Assigned task 1
Please decide whether each statement agrees with the passage on CheckV completeness estimates for IMG/VR contigs. For each, answer yes or no and quote the words from the passage that decide it. (a) The AAI-based approach estimated completeness for a larger share of soil contigs than marine contigs. (b) Complete genomes were centered at 44 kb. (c) Adding the HMM-based approach brought the share of contigs with estimated completeness to 80.2%.
Assigned task 2
Write the next part of the passage on CheckV completeness estimates for IMG/VR contigs, starting after its last sentence.

Passage provided
━━━━━━━━━━━━━━━━━━━━━━━━━━━━━━

Next, we used CheckV to estimate completeness for the entire IMG/VR dataset, including genome fragments. Using the accurate AAI-based approach, completeness could be estimated for 80.2% of IMG/VR contigs with high or medium confidence, including 84.5% from host-associated, 83.9% from marine, 75.1% from freshwater and 70.0% from soil environments. For the majority of these contigs, the best hit in the CheckV database was a DTR sequence (n = 501,055, 85.0%) and was often derived from the same habitat as the IMG/VR contig (Extended Data Fig. 7). We next applied the HMM-based approach to estimate the completeness range for novel IMG/VR contigs lacking confident AAI-based estimates, increasing the percentage of contigs with estimated completeness to 97.9. AAI- and HMM-based estimates were well correlated for contigs having both predictions (Spearman’s ρ = 0.90), with AAI-based predictions often falling within the completeness range predicted by the HMM approach (Extended Data Fig. 8).

We next classified IMG/VR sequences into quality tiers according to their estimated completeness, revealing 1.9% complete, 2.4% high-, 6.4% medium- and 87.3% low-quality sequences, with the remaining 2.0% of undetermined quality (Fig. 5a). Contig sizes were strongly correlated with quality tiers, with complete genomes centered at 44 kb, which is consistent with genome sizes from the order Caudovirales (Fig. 5b). In a small number of cases, IMG/VR contigs were considerably longer than expected (for example, 290 contigs more than twofold expected length based on AAI) and which, upon inspection of k-mer frequencies, revealed the same genome repeated multiple times (2.0× to 6.8×) (Extended Data Fig. 9). While these are probably artifacts of metagenomic assembly, they are easily identified and less common than previously suggested42.

━━━━━━━━━━━━━━━━━━━━━━━━━━━━━━

Given data

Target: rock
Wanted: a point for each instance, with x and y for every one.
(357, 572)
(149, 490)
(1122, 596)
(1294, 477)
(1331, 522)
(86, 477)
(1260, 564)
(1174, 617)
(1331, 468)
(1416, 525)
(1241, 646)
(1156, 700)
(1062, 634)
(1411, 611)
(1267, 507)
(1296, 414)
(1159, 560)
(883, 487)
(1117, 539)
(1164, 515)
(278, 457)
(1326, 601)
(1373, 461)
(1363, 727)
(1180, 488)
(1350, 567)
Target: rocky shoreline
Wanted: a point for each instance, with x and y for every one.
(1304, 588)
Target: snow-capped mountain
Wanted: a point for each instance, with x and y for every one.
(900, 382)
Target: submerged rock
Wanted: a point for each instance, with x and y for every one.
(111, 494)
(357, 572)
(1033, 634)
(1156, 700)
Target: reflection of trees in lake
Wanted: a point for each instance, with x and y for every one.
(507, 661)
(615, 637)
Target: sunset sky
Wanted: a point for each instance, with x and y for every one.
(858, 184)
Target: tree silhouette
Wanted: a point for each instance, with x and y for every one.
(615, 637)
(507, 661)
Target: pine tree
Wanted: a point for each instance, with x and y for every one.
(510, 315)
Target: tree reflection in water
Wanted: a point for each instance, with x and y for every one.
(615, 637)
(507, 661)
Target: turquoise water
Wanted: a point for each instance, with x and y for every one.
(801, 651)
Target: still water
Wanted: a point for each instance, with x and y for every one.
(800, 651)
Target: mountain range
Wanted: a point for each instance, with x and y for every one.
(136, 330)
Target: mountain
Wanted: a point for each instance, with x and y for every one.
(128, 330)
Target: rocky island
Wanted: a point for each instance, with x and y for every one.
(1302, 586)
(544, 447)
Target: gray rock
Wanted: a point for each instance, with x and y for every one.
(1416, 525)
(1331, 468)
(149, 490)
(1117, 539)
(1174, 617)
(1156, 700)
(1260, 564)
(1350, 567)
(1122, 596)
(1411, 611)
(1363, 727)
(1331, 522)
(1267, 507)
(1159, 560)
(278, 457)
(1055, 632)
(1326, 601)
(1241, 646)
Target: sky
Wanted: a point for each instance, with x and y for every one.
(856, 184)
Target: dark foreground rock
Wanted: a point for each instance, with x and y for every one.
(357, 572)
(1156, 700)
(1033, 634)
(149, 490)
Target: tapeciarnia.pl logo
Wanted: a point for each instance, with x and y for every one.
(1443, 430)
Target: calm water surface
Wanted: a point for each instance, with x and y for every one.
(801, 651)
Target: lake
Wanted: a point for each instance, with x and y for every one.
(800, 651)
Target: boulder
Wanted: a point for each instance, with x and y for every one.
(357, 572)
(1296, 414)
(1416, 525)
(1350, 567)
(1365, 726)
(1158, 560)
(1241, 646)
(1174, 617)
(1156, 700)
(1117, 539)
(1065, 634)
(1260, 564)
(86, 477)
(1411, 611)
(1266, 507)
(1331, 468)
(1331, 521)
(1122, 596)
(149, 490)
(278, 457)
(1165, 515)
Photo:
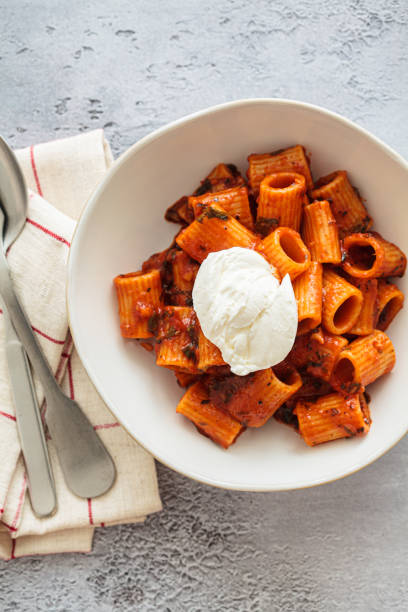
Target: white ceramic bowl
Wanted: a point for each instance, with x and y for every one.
(123, 224)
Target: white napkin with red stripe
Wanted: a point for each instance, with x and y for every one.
(61, 175)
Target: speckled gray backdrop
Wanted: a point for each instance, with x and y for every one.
(131, 66)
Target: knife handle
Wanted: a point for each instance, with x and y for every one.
(29, 424)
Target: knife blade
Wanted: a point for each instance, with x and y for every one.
(29, 424)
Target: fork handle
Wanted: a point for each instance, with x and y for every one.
(30, 428)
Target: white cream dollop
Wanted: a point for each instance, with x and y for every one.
(244, 310)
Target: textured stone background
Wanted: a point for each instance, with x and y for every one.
(130, 67)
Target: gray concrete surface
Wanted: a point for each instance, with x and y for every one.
(131, 66)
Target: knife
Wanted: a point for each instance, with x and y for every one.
(41, 484)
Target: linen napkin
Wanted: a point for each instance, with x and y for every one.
(61, 175)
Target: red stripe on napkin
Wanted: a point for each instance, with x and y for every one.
(34, 167)
(49, 232)
(7, 415)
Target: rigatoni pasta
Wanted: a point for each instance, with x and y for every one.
(280, 201)
(318, 233)
(234, 201)
(293, 159)
(370, 256)
(209, 420)
(348, 209)
(366, 321)
(362, 362)
(390, 300)
(138, 299)
(214, 230)
(285, 249)
(331, 417)
(342, 303)
(308, 293)
(253, 399)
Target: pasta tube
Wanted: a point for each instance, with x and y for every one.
(208, 419)
(253, 399)
(285, 249)
(320, 233)
(362, 362)
(390, 302)
(214, 230)
(233, 201)
(287, 160)
(370, 256)
(367, 318)
(342, 303)
(331, 417)
(138, 297)
(176, 345)
(280, 201)
(308, 293)
(346, 204)
(209, 355)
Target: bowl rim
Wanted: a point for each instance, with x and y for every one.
(86, 211)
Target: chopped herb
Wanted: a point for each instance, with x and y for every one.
(189, 352)
(153, 323)
(348, 430)
(172, 332)
(212, 213)
(266, 225)
(204, 187)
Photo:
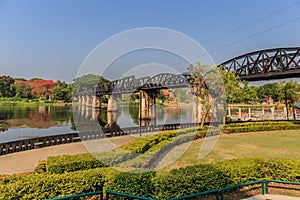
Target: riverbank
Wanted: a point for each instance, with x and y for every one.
(27, 161)
(34, 103)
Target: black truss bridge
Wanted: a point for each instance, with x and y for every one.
(131, 84)
(266, 64)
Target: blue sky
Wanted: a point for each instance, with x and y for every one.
(51, 38)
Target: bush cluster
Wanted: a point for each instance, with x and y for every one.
(44, 186)
(160, 185)
(69, 163)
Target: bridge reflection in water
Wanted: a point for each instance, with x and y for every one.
(129, 116)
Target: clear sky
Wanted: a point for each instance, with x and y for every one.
(50, 38)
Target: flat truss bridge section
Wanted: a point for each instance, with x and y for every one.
(278, 63)
(131, 84)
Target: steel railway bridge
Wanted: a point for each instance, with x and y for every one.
(260, 65)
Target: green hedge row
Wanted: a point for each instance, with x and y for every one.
(260, 126)
(43, 186)
(193, 179)
(158, 151)
(160, 185)
(69, 163)
(142, 152)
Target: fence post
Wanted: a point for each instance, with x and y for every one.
(106, 196)
(263, 187)
(217, 195)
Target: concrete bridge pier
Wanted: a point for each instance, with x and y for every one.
(111, 119)
(147, 108)
(83, 101)
(79, 99)
(88, 100)
(112, 105)
(96, 102)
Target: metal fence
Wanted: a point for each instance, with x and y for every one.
(219, 193)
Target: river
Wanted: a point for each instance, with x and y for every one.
(20, 122)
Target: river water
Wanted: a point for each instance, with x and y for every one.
(20, 122)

━━━━━━━━━━━━━━━━━━━━━━━━━━━━━━

Answer box 1
(a) No: "83.9% from marine, 75.1% from freshwater and 70.0% from soil environments"
(b) Yes: "with complete genomes centered at 44 kb"
(c) No: "increasing the percentage of contigs with estimated completeness to 97.9"

Answer box 2
We also applied CheckV to the Global Ocean Virome (GOV) 2.0 dataset6 (Supplementary Table 12), which revealed remarkably similar patterns (Extended Data Fig. 10). Like IMG/VR, the GOV dataset contains viral contigs that are at least 5 kb but, unlike IMG/VR, the original samples were derived from the open ocean and enriched for viral particles before sequencing. We identified a combined total of 44,652 complete or high-quality genomes across both datasets, but these represented a mere 3.6% of the total number of contigs. The highly fragmented nature of sequences from IMG/VR and GOV probably reflects numerous challenges in the assembly of viruses from short-read metagenomes, including repetitive regions12, strain heterogeneity13, low-abundance viral populations33 and low sample biomass44. Long-read sequencing circumvents many of these challenges and has recently been used to obtain high-quality viral genomes without the need for metagenomic assembly12,13.

Using CheckV to discriminate viral-encoded functions from host contamination

Finally, we used CheckV to identify putative proviruses from the IMG/VR database that were flanked on one or both sides by host genes. Overall, only 17,057 contigs followed this pattern (Fig. 5c) with 96.5% of host regions occurring on only one side and typically representing a minor fraction of contig length (average, 26.8%; Fig. 5d). Proviruses were detected in all biomes, although more frequently in host-associated metagenomes. Longer contigs were considerably more likely to contain a host region (Fig. 5d), which is probably explained by the higher sensitivity of CheckV for longer sequences and a greater chance of intersecting a host–provirus boundary. Supporting these predictions, the majority of long proviruses (>50 kb with >20% contamination, n = 783) were confirmed by either VirSorter or VIBRANT (76.8%) and contained integrases (85.2%). We also used CheckV to identify proviruses in the GOV dataset, revealing similar patterns (Extended Data Fig. 10). Together, these results confirm that the majority of IMG/VR and GOV sequences are entirely viral or encode a short, host-derived region.

Notably, even a small amount of contamination by host-derived sequences can impair downstream analyses, especially those related to the gene content and functional potential of uncultivated viruses18. To illustrate this potential issue, we functionally annotated the 17,057 IMG/VR proviruses using the Kyoto Encyclopedia of Genes and Genomes (KEGG) database45 and compared the functions of genes in host versus viral regions. Overall, host regions represented only 19.2% of the genes but 59.7% of genes assigned to a KEGG metabolic pathway (Fig. 5f). Several pathways were highly enriched in host genes, including those for biosynthesis of antibiotics, carbon metabolism and ABC transporters (Fig. 5g and Supplementary Table 12). For example, 254 provirus genes were annotated as multidrug efflux pumps or multidrug resistance proteins, but 95.3% of these were found in host regions. In contrast, KEGG pathways for recombination, mismatch repair and nucleotide biosynthesis were all highly enriched in viral regions. Without the detection of provirus boundaries provided by CheckV, it would not have been possible to discriminate true viral-encoded functions from host contamination except through manual curation, which becomes nearly impossible for large datasets like IMG/VR.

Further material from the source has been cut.